- _Task set_
**a.** In the text on glial cells, how much larger is the human version of this cell type than the mouse version?
**b.** Rewrite the stretch from "As the mice" through "of ordinary mice." in the text on glial cells, changing "cognitive tests" to "intelligence tests".

- _Document extract_
□ □ □ □ □

Glial cells aren't actually the "thinking cells" in the brain—that's the job of neurons—but they do perform important tasks for the cells that are handling processing. They help feed, support, insulate and protect neurons.

As the mice grew up, the population of glial cells multiplied in their brains, eventually numbering into the millions.

They took over duties from native mouse cells, and this made the mice more intelligent in cognitive tests than normal mice. That's probably because human glial cells are different than mouse ones. The human version of this cell type is at least 10 times larger and far more capable of supporting the ability of neurons to connect and communicate. With the help of human glial cells, the super mice passed cognitive tests with flying colors, showing memories that were four times better than those of ordinary mice.

□ □ □ □ □

- _Extracted data_
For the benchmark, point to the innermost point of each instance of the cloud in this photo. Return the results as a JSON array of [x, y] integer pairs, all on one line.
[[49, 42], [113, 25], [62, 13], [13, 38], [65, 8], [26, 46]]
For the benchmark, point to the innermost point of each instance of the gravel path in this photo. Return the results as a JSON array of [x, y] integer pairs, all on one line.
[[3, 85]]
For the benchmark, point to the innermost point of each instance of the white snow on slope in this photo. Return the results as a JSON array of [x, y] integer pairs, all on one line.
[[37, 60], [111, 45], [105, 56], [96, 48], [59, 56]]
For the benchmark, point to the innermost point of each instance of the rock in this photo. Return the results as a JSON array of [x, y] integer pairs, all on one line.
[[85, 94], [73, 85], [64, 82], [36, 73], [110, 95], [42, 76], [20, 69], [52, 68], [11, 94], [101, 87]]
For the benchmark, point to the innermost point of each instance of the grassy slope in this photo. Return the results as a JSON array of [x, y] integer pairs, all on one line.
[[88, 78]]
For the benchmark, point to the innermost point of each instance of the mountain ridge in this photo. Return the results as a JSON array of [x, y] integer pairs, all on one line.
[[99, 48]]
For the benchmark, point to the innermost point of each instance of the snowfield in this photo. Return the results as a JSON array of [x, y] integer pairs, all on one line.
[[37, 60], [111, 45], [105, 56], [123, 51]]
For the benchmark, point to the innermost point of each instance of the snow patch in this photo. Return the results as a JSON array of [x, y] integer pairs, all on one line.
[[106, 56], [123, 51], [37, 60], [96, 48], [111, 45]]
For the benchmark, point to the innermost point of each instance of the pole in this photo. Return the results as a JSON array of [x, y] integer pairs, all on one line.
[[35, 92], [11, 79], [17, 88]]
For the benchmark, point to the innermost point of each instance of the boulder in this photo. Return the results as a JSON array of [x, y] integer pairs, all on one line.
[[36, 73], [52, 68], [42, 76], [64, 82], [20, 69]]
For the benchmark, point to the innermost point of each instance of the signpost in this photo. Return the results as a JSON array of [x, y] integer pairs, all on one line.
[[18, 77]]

□ □ □ □ □

- _Task solutions_
**a.** At least 10 times larger.

**b.**
As the mice grew up, the population of glial cells multiplied in their brains, eventually numbering into the millions.

They took over duties from native mouse cells, and this made the mice more intelligent in intelligence tests than normal mice. That's probably because human glial cells are different than mouse ones. The human version of this cell type is at least 10 times larger and far more capable of supporting the ability of neurons to connect and communicate. With the help of human glial cells, the super mice passed intelligence tests with flying colors, showing memories that were four times better than those of ordinary mice.